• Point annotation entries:
____________

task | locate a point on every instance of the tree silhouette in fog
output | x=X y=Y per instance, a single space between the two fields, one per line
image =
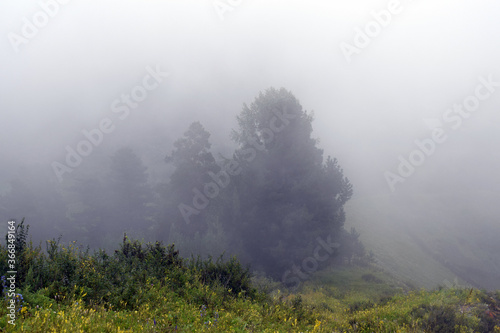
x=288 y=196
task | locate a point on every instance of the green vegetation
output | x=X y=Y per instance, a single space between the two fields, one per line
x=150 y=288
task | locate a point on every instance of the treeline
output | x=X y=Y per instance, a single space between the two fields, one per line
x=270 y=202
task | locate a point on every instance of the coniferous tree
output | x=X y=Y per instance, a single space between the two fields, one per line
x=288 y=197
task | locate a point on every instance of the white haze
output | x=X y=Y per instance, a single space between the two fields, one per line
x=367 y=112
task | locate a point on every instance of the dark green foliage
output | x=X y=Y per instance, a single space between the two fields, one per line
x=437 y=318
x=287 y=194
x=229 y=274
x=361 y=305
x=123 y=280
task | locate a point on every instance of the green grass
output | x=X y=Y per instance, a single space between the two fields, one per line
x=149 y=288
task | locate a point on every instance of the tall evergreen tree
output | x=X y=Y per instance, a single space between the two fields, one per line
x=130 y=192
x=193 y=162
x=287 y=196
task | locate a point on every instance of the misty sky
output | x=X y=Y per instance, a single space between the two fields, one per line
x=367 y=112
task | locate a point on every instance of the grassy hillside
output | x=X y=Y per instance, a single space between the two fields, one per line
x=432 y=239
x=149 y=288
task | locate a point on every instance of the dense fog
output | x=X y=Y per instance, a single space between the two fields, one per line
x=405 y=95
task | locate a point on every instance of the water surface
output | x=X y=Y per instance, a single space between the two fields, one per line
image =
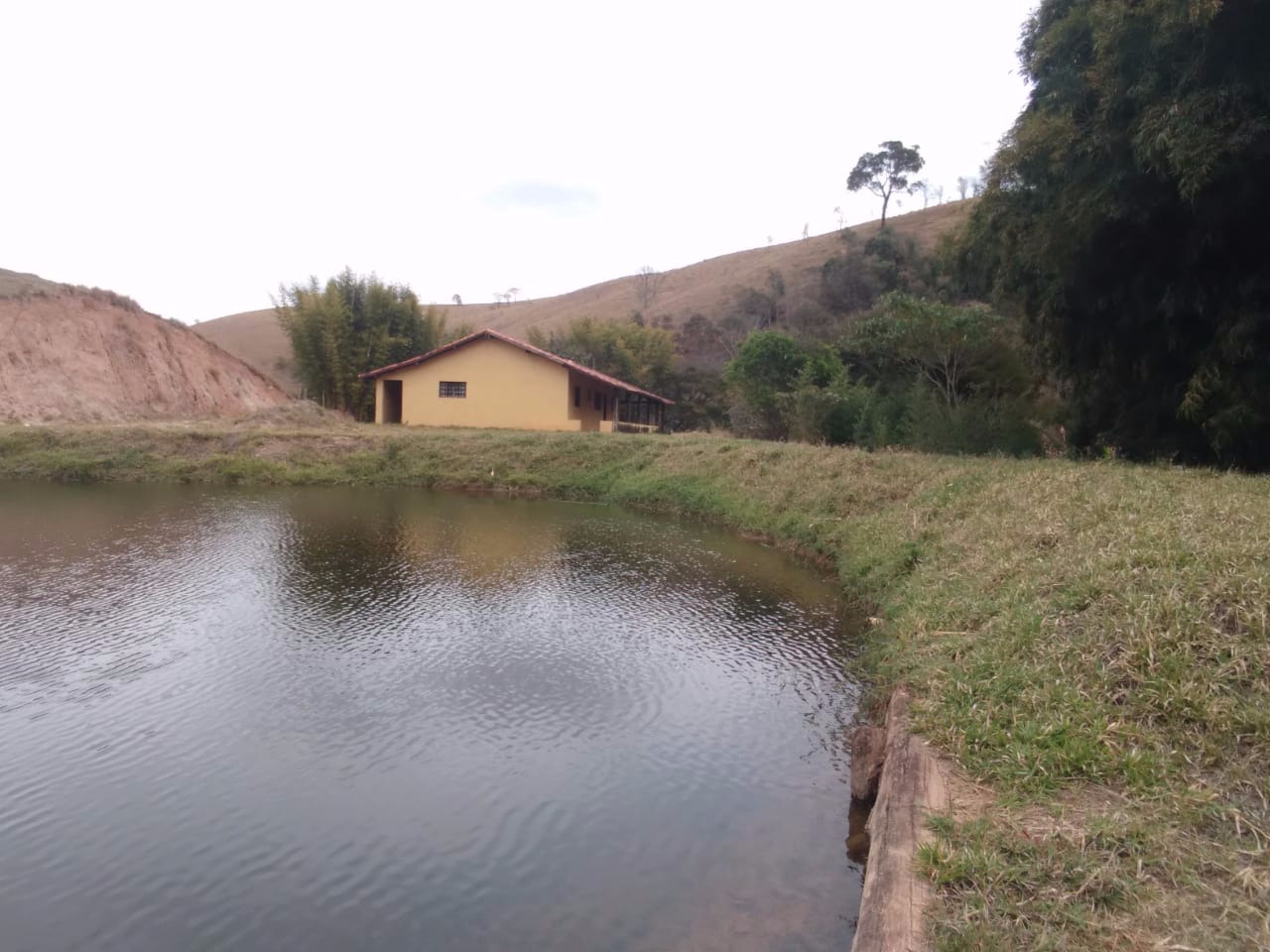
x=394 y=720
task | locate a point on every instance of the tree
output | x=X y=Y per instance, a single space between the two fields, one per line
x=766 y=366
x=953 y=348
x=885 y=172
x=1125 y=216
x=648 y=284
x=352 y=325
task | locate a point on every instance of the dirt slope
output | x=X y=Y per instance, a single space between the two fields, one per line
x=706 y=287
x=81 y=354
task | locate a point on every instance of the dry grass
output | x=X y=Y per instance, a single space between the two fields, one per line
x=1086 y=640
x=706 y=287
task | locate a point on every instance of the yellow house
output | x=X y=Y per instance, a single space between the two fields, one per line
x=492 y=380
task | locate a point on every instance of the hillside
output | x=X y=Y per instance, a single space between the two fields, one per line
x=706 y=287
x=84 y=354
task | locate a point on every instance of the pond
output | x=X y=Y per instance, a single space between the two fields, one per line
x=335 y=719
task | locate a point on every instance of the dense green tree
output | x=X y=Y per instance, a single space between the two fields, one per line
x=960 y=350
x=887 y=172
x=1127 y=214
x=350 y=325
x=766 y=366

____________

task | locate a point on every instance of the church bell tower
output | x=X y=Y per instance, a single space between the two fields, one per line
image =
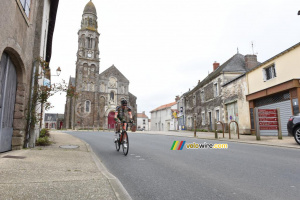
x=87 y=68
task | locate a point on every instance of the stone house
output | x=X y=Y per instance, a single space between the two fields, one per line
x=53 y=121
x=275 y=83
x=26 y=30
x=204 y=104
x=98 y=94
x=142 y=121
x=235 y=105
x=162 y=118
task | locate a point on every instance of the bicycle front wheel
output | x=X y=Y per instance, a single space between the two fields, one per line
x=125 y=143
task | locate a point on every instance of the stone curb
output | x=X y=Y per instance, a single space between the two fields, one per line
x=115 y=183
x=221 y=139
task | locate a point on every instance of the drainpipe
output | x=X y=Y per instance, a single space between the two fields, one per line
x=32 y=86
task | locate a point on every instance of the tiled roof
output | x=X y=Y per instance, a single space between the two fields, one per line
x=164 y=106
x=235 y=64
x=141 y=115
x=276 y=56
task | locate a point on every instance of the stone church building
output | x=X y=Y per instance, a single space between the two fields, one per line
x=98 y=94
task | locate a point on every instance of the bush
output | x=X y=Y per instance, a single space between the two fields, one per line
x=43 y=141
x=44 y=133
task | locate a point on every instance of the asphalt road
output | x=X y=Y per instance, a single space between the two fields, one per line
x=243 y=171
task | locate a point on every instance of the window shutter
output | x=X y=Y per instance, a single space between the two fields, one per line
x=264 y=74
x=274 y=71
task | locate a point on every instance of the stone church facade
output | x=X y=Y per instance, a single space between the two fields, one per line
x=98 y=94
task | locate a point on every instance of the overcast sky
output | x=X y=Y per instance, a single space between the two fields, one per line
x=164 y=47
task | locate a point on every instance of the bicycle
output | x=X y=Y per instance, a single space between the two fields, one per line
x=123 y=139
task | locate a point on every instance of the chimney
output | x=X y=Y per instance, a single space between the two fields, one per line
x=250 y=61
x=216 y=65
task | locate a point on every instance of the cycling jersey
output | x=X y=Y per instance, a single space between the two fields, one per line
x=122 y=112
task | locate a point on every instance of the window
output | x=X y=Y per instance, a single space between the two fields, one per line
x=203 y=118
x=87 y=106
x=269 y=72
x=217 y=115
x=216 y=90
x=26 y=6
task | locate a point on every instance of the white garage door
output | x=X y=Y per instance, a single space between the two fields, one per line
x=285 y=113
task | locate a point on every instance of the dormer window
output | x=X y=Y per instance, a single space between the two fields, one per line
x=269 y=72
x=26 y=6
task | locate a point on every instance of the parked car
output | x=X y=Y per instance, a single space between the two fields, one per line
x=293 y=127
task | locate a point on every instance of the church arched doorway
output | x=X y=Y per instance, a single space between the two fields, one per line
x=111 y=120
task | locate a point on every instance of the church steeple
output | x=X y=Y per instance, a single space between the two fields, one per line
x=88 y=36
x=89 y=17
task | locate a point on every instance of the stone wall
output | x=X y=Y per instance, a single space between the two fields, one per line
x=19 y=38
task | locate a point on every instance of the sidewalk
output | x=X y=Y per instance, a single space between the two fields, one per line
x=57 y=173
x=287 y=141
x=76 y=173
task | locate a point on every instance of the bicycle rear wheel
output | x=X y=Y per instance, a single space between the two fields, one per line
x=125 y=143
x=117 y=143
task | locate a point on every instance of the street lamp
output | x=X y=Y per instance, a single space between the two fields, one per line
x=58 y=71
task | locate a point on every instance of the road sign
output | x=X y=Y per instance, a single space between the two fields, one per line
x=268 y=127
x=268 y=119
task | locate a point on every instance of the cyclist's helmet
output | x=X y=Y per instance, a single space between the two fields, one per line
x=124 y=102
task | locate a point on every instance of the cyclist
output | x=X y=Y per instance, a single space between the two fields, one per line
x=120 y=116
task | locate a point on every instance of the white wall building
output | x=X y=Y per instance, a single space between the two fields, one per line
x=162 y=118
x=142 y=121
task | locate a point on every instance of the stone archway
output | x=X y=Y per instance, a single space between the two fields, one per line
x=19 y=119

____________

• Exercise directions: Return every line of the entries above that contains the word "church".

• Task solution:
task | locate a point on every instance of the church bell tower
task | locate a point on every instance of the stone church building
task | locate a point on every instance of the stone church facade
task | locate a point on every instance of the church arched doorway
task | locate a point on every instance of the church steeple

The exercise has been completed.